## SET EXERCISE
Reproduce every line of the entries, starting at the line containing "Pass this photo to locate to point out the brick." and ending at the line containing "x=877, y=818", with both of those lines included. Scale each x and y point coordinate by 1.2 and round to the nearest whole number (halves round up), and leave all other text unchanged.

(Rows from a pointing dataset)

* start *

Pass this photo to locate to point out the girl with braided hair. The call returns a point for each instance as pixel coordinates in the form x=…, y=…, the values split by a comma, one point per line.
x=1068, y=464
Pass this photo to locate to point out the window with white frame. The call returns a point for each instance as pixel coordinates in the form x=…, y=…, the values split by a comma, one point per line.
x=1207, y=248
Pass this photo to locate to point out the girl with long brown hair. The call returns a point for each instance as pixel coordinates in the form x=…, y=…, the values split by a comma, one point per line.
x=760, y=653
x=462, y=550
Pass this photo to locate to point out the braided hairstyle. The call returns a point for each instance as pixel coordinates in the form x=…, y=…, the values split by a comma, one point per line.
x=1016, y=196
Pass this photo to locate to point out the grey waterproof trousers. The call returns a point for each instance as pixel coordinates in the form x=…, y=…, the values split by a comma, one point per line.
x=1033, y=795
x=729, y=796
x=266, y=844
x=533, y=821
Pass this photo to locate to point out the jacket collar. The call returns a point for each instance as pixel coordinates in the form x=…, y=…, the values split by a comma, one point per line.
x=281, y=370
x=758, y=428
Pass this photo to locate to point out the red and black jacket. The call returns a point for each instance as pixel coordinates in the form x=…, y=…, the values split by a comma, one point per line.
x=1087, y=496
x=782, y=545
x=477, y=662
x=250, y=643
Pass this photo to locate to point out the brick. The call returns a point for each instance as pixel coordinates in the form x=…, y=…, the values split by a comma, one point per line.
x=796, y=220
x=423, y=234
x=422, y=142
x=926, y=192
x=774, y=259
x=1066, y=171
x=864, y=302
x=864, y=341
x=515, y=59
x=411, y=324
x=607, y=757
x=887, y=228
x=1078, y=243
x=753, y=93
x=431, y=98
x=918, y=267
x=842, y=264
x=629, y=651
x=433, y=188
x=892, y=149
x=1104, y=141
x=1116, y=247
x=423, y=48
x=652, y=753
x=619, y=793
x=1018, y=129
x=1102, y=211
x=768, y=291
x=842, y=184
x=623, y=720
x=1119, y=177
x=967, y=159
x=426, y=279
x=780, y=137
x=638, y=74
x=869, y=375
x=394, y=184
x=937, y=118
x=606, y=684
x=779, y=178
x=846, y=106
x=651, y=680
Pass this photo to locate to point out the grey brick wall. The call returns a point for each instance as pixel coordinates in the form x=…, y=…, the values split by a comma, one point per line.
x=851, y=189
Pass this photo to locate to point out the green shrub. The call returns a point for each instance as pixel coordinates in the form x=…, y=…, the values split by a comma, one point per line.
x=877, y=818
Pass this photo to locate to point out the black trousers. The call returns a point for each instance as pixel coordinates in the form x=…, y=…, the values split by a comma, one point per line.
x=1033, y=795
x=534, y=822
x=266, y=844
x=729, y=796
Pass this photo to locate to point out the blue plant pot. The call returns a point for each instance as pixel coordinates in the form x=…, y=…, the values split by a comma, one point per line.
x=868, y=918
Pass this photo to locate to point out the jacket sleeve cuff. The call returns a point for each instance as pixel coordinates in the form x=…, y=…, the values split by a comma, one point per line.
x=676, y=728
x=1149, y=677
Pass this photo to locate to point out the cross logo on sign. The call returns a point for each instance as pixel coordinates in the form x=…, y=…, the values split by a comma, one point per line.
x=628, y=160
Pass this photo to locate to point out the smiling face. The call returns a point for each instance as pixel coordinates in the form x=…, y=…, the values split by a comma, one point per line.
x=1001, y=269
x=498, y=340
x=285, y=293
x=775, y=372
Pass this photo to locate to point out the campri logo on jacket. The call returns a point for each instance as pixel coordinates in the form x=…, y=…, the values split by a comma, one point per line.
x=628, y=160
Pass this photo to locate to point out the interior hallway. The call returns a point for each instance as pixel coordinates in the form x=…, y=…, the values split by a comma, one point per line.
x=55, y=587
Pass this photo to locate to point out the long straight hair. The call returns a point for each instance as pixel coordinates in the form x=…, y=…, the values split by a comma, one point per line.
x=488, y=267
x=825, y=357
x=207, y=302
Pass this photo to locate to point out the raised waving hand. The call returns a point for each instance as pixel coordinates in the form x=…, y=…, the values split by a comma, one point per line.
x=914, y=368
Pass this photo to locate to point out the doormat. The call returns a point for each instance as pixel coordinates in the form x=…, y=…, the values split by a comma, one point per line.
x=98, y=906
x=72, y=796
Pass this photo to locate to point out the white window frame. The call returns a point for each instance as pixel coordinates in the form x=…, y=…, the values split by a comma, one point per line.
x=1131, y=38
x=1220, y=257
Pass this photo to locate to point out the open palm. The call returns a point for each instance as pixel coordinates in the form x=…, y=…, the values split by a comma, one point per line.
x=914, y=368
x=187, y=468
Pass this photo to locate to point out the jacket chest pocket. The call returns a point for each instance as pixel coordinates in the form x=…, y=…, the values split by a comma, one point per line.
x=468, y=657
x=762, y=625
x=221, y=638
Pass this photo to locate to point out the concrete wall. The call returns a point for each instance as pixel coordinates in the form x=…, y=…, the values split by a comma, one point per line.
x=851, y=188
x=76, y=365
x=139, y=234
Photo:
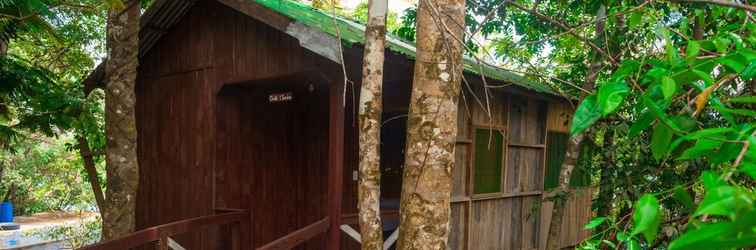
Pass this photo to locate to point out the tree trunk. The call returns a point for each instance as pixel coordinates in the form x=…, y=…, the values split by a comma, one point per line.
x=122, y=166
x=89, y=165
x=371, y=108
x=3, y=47
x=432, y=126
x=563, y=192
x=606, y=183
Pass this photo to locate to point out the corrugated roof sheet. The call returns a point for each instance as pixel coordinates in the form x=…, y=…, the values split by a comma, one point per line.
x=352, y=32
x=164, y=14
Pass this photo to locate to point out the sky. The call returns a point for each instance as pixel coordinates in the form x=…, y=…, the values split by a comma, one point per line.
x=396, y=6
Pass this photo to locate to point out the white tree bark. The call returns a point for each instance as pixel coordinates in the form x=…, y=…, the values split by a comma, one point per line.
x=371, y=108
x=118, y=216
x=432, y=126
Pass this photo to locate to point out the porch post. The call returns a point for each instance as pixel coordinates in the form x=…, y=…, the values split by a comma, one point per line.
x=335, y=163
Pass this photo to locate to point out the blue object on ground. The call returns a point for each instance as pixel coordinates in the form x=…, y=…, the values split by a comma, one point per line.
x=6, y=212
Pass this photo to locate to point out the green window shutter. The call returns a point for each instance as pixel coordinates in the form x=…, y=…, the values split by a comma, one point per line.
x=556, y=147
x=488, y=161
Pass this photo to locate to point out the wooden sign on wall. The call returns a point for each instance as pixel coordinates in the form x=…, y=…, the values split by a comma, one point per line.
x=281, y=97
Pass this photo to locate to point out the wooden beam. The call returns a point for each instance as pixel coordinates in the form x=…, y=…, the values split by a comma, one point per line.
x=298, y=237
x=335, y=162
x=259, y=12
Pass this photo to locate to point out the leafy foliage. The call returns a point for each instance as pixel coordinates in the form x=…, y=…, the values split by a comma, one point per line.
x=672, y=109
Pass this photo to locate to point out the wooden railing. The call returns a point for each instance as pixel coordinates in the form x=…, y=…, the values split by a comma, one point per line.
x=298, y=237
x=162, y=234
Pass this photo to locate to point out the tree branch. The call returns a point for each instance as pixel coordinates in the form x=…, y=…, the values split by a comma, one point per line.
x=567, y=28
x=733, y=4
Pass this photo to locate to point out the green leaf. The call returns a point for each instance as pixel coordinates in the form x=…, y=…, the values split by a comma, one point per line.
x=734, y=62
x=595, y=222
x=627, y=68
x=684, y=197
x=742, y=99
x=694, y=48
x=749, y=72
x=694, y=238
x=743, y=112
x=721, y=44
x=712, y=180
x=706, y=77
x=702, y=148
x=669, y=87
x=611, y=95
x=699, y=134
x=658, y=112
x=653, y=75
x=641, y=124
x=635, y=19
x=609, y=243
x=749, y=168
x=647, y=217
x=586, y=114
x=718, y=201
x=660, y=141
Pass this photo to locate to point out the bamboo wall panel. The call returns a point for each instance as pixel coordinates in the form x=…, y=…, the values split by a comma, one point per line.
x=459, y=172
x=458, y=224
x=488, y=221
x=577, y=214
x=524, y=170
x=489, y=111
x=559, y=117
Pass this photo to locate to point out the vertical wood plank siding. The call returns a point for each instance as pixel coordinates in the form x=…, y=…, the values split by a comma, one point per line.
x=177, y=95
x=198, y=141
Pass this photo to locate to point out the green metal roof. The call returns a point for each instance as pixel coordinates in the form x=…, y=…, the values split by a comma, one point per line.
x=352, y=32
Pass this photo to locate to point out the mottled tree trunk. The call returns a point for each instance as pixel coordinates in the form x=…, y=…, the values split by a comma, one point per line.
x=3, y=47
x=371, y=108
x=562, y=192
x=432, y=126
x=122, y=167
x=606, y=183
x=89, y=165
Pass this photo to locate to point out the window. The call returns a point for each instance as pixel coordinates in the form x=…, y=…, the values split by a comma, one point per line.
x=488, y=161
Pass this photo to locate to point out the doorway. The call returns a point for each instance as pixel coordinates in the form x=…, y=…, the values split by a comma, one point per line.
x=271, y=155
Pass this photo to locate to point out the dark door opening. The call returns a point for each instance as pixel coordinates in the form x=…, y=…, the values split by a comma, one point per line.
x=271, y=155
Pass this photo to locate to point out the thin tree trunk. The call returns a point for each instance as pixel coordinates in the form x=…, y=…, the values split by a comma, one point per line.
x=3, y=47
x=122, y=166
x=432, y=126
x=606, y=183
x=563, y=192
x=371, y=108
x=89, y=165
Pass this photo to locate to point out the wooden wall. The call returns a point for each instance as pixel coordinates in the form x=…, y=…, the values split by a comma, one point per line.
x=516, y=217
x=177, y=88
x=271, y=158
x=578, y=208
x=508, y=219
x=177, y=96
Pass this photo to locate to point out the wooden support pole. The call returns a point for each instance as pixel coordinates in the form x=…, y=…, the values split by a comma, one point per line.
x=335, y=163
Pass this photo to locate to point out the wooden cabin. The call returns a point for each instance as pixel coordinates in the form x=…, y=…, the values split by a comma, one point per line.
x=242, y=104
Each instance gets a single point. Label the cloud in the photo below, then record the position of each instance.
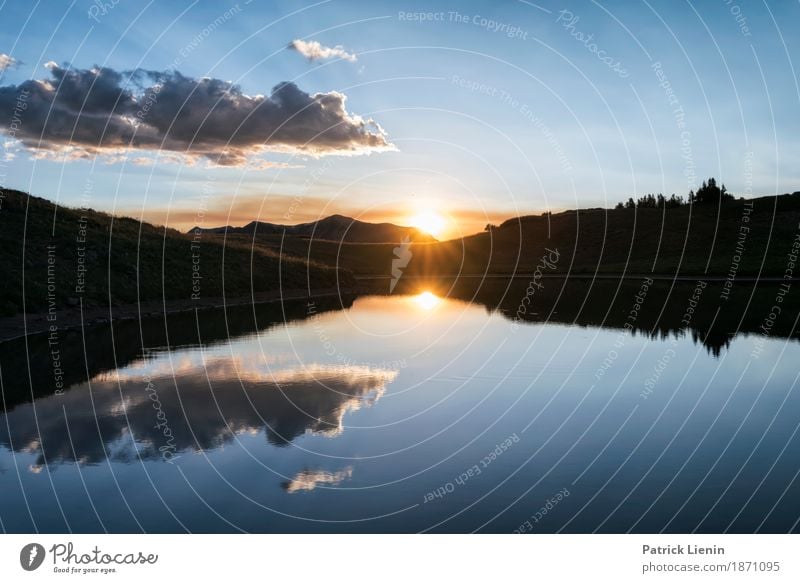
(82, 113)
(314, 51)
(6, 62)
(308, 480)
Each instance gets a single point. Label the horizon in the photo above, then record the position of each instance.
(435, 113)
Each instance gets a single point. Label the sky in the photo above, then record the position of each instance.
(211, 113)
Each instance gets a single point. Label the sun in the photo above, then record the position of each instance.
(427, 300)
(429, 222)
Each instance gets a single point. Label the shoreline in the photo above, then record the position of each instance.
(22, 325)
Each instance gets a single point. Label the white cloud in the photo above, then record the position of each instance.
(314, 51)
(100, 111)
(6, 62)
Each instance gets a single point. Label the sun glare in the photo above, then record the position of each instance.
(427, 301)
(429, 222)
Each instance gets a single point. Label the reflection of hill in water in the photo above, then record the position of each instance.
(608, 303)
(143, 410)
(26, 370)
(26, 364)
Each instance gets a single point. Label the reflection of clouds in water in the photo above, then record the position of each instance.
(309, 479)
(240, 396)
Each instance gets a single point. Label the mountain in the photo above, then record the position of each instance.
(336, 228)
(55, 257)
(745, 237)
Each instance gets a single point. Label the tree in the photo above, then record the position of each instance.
(709, 192)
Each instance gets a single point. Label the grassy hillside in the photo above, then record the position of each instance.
(53, 256)
(335, 228)
(686, 240)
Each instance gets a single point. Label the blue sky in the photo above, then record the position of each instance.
(486, 124)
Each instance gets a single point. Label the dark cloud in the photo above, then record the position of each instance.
(85, 112)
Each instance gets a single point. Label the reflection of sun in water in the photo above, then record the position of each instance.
(427, 301)
(429, 222)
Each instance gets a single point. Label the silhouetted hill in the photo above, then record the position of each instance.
(54, 257)
(749, 237)
(336, 228)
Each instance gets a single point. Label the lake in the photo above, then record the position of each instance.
(496, 407)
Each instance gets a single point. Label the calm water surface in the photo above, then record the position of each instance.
(402, 414)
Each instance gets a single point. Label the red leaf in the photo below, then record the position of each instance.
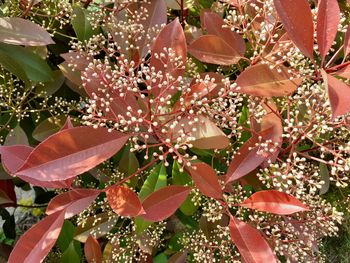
(297, 19)
(35, 244)
(164, 202)
(328, 17)
(338, 93)
(250, 243)
(213, 49)
(260, 80)
(171, 36)
(19, 31)
(92, 250)
(206, 180)
(247, 158)
(275, 202)
(213, 23)
(69, 153)
(73, 201)
(124, 201)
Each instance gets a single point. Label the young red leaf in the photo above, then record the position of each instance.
(260, 80)
(35, 244)
(73, 201)
(297, 20)
(275, 202)
(214, 24)
(206, 180)
(247, 158)
(92, 250)
(328, 18)
(250, 243)
(213, 49)
(19, 31)
(71, 152)
(164, 202)
(338, 93)
(171, 36)
(124, 201)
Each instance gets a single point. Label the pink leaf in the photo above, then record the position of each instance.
(171, 36)
(214, 24)
(19, 31)
(124, 201)
(73, 201)
(275, 202)
(71, 152)
(92, 250)
(297, 19)
(338, 93)
(260, 80)
(35, 244)
(164, 202)
(206, 180)
(213, 49)
(328, 17)
(250, 243)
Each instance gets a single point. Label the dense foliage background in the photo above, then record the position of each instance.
(174, 131)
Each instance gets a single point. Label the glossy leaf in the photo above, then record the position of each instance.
(124, 201)
(250, 243)
(73, 201)
(171, 36)
(328, 18)
(19, 31)
(297, 20)
(72, 152)
(164, 202)
(206, 180)
(213, 49)
(92, 250)
(35, 244)
(275, 202)
(260, 80)
(338, 93)
(215, 25)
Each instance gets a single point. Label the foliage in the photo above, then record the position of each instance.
(174, 131)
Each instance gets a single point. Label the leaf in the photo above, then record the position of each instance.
(213, 49)
(164, 202)
(92, 250)
(297, 20)
(81, 24)
(215, 25)
(250, 243)
(247, 158)
(155, 180)
(275, 202)
(19, 31)
(328, 18)
(35, 68)
(73, 201)
(260, 80)
(338, 94)
(171, 36)
(35, 244)
(206, 180)
(124, 201)
(71, 152)
(207, 135)
(97, 225)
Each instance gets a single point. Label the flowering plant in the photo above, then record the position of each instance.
(180, 131)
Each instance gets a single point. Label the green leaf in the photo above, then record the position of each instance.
(70, 254)
(182, 178)
(81, 24)
(35, 68)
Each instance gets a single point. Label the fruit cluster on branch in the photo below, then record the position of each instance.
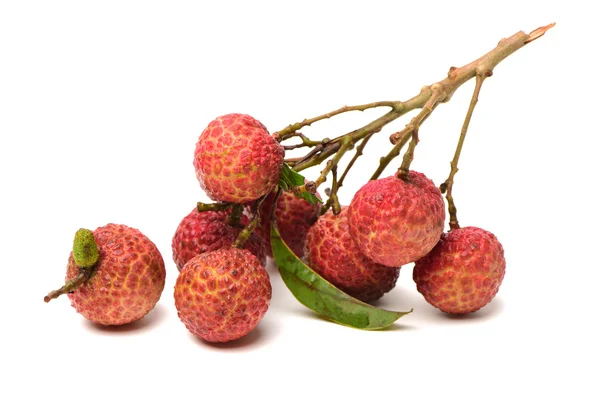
(335, 258)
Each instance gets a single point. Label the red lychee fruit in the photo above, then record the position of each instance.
(236, 160)
(294, 217)
(222, 295)
(201, 232)
(331, 252)
(395, 221)
(463, 272)
(125, 283)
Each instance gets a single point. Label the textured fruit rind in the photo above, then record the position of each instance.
(222, 295)
(236, 160)
(331, 252)
(127, 281)
(294, 218)
(201, 232)
(463, 272)
(395, 222)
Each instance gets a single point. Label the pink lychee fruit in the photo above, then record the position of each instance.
(222, 295)
(126, 281)
(331, 252)
(396, 221)
(294, 217)
(201, 232)
(463, 272)
(236, 160)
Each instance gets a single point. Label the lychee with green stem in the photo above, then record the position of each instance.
(201, 232)
(237, 160)
(115, 275)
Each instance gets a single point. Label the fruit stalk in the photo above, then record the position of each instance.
(333, 201)
(213, 206)
(71, 285)
(395, 152)
(447, 185)
(429, 97)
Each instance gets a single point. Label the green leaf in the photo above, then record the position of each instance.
(290, 178)
(322, 297)
(311, 198)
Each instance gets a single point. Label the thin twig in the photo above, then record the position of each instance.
(358, 153)
(444, 89)
(447, 185)
(290, 130)
(345, 145)
(254, 222)
(395, 152)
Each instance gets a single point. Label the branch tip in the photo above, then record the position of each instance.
(539, 32)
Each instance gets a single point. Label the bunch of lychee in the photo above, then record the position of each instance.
(115, 274)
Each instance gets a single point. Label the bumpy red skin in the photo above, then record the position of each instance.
(222, 295)
(236, 160)
(127, 281)
(201, 232)
(396, 222)
(331, 252)
(463, 272)
(294, 217)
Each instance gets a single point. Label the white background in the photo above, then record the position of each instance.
(100, 108)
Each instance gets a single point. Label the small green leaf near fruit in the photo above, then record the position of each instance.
(289, 179)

* end *

## EXPECTED ANSWER
Pass this photo to locate to point out the brick. The call returns a point for each instance as pixel coordinates in the form x=…, y=…, the values split by a comma, one point per line.
x=955, y=264
x=508, y=281
x=506, y=170
x=1111, y=230
x=929, y=311
x=1279, y=205
x=1037, y=362
x=1037, y=409
x=618, y=71
x=493, y=389
x=728, y=908
x=1064, y=274
x=1294, y=292
x=904, y=112
x=517, y=118
x=1102, y=320
x=1010, y=317
x=755, y=781
x=520, y=226
x=1070, y=179
x=1325, y=169
x=1339, y=296
x=508, y=58
x=782, y=904
x=743, y=952
x=1222, y=155
x=1322, y=253
x=922, y=349
x=1010, y=221
x=748, y=864
x=1343, y=212
x=1160, y=191
x=511, y=335
x=936, y=164
x=766, y=89
x=1043, y=450
x=473, y=221
x=1124, y=142
x=727, y=821
x=935, y=214
x=1015, y=127
x=781, y=816
Pass this photo to locate to point out the grey brick wall. The call returns a point for each instance as pixel coordinates in the form x=…, y=…, the values split by a comma, one point per line.
x=1021, y=227
Pass this photo to locate to point out the green shrub. The call returns a point for each instance as pixel coordinates in the form x=…, y=…, the values split by a comma, one point per line.
x=1052, y=982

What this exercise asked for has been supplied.